EXERCISE PROMPT ->
Reproduce verbatim every line of the listing below, from its first line down to and including the line containing "pixel 467 415".

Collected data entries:
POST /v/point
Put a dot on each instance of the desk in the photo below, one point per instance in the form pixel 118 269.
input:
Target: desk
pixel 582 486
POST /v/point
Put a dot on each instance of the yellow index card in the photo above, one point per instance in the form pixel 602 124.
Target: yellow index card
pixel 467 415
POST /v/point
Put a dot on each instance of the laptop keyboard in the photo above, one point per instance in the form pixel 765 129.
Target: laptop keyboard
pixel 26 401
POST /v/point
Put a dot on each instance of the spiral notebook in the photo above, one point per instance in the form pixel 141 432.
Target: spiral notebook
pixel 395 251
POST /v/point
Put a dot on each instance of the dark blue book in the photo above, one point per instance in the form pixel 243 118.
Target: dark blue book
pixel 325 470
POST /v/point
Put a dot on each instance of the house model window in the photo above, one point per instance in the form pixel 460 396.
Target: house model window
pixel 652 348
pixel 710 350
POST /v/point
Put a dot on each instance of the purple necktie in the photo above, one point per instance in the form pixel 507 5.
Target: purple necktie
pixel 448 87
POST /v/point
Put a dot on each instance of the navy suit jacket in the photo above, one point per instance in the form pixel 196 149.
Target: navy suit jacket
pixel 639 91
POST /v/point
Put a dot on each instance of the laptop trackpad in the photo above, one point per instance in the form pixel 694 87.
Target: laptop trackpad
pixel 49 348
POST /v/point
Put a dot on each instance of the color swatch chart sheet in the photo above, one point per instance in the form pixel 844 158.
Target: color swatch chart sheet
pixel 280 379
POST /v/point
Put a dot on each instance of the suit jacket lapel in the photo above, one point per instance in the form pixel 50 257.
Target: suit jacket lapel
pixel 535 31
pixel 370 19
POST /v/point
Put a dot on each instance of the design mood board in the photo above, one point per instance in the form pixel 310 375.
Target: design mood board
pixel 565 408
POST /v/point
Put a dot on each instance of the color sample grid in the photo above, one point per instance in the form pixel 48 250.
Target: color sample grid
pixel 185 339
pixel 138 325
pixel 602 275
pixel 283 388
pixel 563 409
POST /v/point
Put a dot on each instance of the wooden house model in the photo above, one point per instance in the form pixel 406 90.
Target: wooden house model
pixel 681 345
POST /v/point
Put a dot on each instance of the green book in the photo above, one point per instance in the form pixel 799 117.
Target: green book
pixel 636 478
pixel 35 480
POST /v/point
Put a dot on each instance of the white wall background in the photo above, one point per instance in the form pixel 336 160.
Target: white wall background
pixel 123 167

OUTPUT OF THE EXERCISE ->
POST /v/point
Put a dot on each instance of the desk in the photo below, one point per instance in the form pixel 118 269.
input:
Target: desk
pixel 582 486
POST /v/point
Put a dot on each instance of the yellow index card in the photo above, one point per instance in the form pixel 602 124.
Target: yellow index card
pixel 467 415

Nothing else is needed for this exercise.